TO DO: Word for word, reproduce all entries below, leaving every picture out.

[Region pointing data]
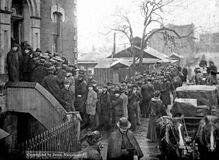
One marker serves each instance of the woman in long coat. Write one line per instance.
(91, 106)
(157, 110)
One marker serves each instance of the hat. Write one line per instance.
(58, 58)
(47, 64)
(51, 69)
(93, 137)
(157, 93)
(117, 92)
(3, 134)
(66, 81)
(105, 86)
(38, 50)
(123, 123)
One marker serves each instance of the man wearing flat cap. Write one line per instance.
(122, 144)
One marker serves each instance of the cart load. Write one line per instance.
(205, 95)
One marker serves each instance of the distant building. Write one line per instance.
(46, 24)
(182, 46)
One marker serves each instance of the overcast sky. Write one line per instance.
(95, 18)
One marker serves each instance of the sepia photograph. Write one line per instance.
(109, 79)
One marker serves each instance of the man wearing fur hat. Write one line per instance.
(122, 144)
(157, 110)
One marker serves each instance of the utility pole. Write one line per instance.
(114, 44)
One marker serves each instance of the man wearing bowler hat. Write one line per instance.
(122, 144)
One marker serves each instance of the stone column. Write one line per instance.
(5, 38)
(35, 32)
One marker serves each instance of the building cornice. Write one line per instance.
(5, 11)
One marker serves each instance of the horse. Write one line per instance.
(170, 133)
(208, 137)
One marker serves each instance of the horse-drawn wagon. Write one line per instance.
(193, 130)
(195, 104)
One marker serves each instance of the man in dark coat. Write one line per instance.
(105, 106)
(147, 91)
(53, 84)
(212, 71)
(157, 110)
(13, 63)
(122, 144)
(39, 72)
(185, 73)
(133, 99)
(67, 100)
(165, 92)
(26, 63)
(117, 104)
(81, 96)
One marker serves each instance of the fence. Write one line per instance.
(64, 139)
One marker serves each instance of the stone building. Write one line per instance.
(45, 24)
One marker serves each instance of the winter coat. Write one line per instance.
(105, 106)
(72, 84)
(165, 93)
(147, 91)
(118, 112)
(13, 64)
(91, 102)
(80, 95)
(115, 145)
(38, 74)
(157, 110)
(134, 99)
(125, 104)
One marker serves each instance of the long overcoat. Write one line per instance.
(91, 103)
(118, 112)
(115, 143)
(13, 65)
(165, 93)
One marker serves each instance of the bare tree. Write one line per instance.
(152, 11)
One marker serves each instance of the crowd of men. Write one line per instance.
(112, 105)
(101, 106)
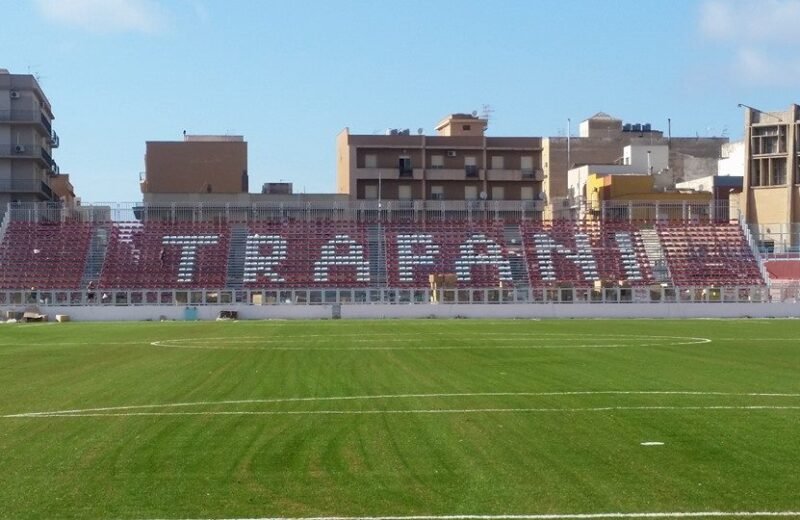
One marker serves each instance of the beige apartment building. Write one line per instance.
(200, 164)
(27, 140)
(462, 163)
(771, 198)
(459, 163)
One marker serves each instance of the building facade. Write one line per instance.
(459, 163)
(27, 140)
(771, 199)
(462, 163)
(200, 164)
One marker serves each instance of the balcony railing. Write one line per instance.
(26, 186)
(27, 116)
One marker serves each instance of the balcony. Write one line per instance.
(51, 164)
(387, 174)
(535, 175)
(27, 117)
(26, 186)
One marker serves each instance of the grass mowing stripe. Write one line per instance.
(404, 462)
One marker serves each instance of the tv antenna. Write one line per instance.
(486, 112)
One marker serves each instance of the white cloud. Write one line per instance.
(105, 15)
(761, 37)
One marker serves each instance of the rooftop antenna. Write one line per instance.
(486, 112)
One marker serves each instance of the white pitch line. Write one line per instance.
(407, 396)
(267, 342)
(405, 412)
(553, 516)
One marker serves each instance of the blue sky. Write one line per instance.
(289, 75)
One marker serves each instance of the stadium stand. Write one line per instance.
(708, 254)
(475, 251)
(165, 254)
(316, 253)
(321, 253)
(41, 255)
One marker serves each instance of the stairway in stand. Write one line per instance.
(516, 255)
(377, 254)
(96, 255)
(655, 254)
(236, 256)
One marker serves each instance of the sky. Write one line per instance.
(290, 75)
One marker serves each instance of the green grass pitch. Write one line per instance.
(420, 417)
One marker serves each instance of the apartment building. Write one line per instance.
(604, 139)
(771, 198)
(462, 163)
(459, 163)
(27, 140)
(199, 164)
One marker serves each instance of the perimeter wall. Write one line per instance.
(380, 311)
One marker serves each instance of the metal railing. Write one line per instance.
(457, 296)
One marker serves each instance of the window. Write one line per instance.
(471, 166)
(498, 162)
(526, 193)
(778, 172)
(404, 166)
(526, 162)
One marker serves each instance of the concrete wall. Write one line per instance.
(378, 311)
(195, 167)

RESPONSE BOX:
One marker serves each instance of the woman in long coat. Write one line per instance.
(91, 106)
(157, 110)
One marker serves each instance of the hat. Write one line per instance.
(58, 58)
(47, 64)
(51, 69)
(93, 137)
(157, 93)
(117, 92)
(3, 134)
(66, 81)
(105, 86)
(38, 50)
(123, 123)
One marker serves each instance of the man wearing flat cap. Write one line per instance.
(122, 144)
One marker serves each instance of the cart load. Write one line per instance.
(205, 95)
One marker serves each instance of the distant building. Write one line per instance.
(46, 24)
(182, 46)
One marker serves each instance of the overcast sky. Write one line per instance.
(95, 18)
One marker serves each instance of the sepia photograph. Write one line per instance.
(109, 79)
One marker serves each instance of the man wearing fur hat. Write one line per instance.
(122, 144)
(157, 110)
One marker serves each instance of the utility pole. Write one line per instance.
(114, 44)
One marker serves each instance of the man wearing bowler hat. Write one line per instance.
(122, 144)
One marker serves each instance of the stone column. Write one line per instance.
(5, 38)
(35, 32)
One marker serves each instance of the building cornice. Write one line per instance.
(5, 11)
One marker serves each instance of the horse. Write one line per instance.
(170, 133)
(208, 137)
One marker serves each instance of the horse-drawn wagon. Write one line per instance.
(193, 130)
(195, 104)
One marker serves each instance of the man in dark coat. Write one line per instance.
(105, 106)
(147, 91)
(53, 84)
(212, 71)
(157, 110)
(13, 63)
(122, 144)
(39, 72)
(185, 73)
(133, 99)
(67, 100)
(165, 92)
(26, 63)
(117, 104)
(81, 96)
One marker serves each instance of the fence. Write one line per instance.
(64, 139)
One marker serves each instance of the stone building. Write one line per instance.
(45, 24)
One marker serves each instance of the winter coat. Write one line per instance.
(105, 106)
(72, 84)
(165, 93)
(147, 91)
(118, 112)
(13, 64)
(91, 102)
(80, 95)
(115, 145)
(38, 74)
(157, 110)
(134, 99)
(125, 104)
One marker serves each instance of the long overcoat. Write one line per instance.
(91, 103)
(118, 112)
(115, 143)
(13, 65)
(165, 93)
One marker serves each instance of the bare tree. Write one line per instance.
(152, 11)
One marker serves each instance of the crowd of men. Write one line per instance.
(112, 105)
(101, 106)
One marker serves each instance of the beige apartment building. Write one line per instance.
(200, 164)
(27, 140)
(462, 163)
(771, 198)
(459, 163)
One marker serves each instance of the building facade. Write one line per instance.
(459, 163)
(27, 140)
(771, 199)
(462, 163)
(200, 164)
One marker serves each instance of the balcony railing. Write one line per instance.
(26, 186)
(27, 116)
One marker serves each instance of the balcony. Write one line per instance.
(51, 164)
(387, 174)
(535, 175)
(27, 117)
(26, 186)
One marker serves each instance of the grass mowing stripe. Write one line per instance.
(404, 462)
One marker serves each instance of the tv antenna. Write one line per instance.
(486, 112)
One marker serves each instance of the white cloud. Write one line per instance.
(105, 15)
(761, 37)
One marker serves each instance of the rooftop antenna. Write one line per instance.
(486, 112)
One marker serves each instance of the white pitch line. Write one line per instance.
(407, 396)
(267, 342)
(405, 412)
(553, 516)
One marker serves each instance of the blue sky. Write one line per instance.
(289, 75)
One marker serves each instance of the stadium stand. Write one line per instance.
(708, 254)
(475, 251)
(165, 254)
(316, 253)
(321, 253)
(41, 255)
One marker serves each instance of the stairway in stand. Write one line per instance.
(516, 255)
(377, 254)
(96, 255)
(655, 254)
(236, 256)
One marker serves each instance of the sky. Write one line per instance.
(290, 75)
One marker serves each instance of the green grass pitch. Write one line per instance.
(420, 417)
One marker serves each instance of the apartment building. Write one line per instance.
(604, 139)
(771, 198)
(462, 163)
(459, 163)
(27, 140)
(199, 164)
One marker serves each instance of the perimeter wall. Write one line per instance.
(380, 311)
One marker serves each instance of the metal railing. Write one line per instance.
(457, 296)
One marker serves each instance of the window. Write one line per instance.
(471, 166)
(498, 162)
(526, 193)
(778, 172)
(404, 166)
(526, 162)
One marker serves each instance of the concrete wall. Write one line per instance.
(378, 311)
(195, 167)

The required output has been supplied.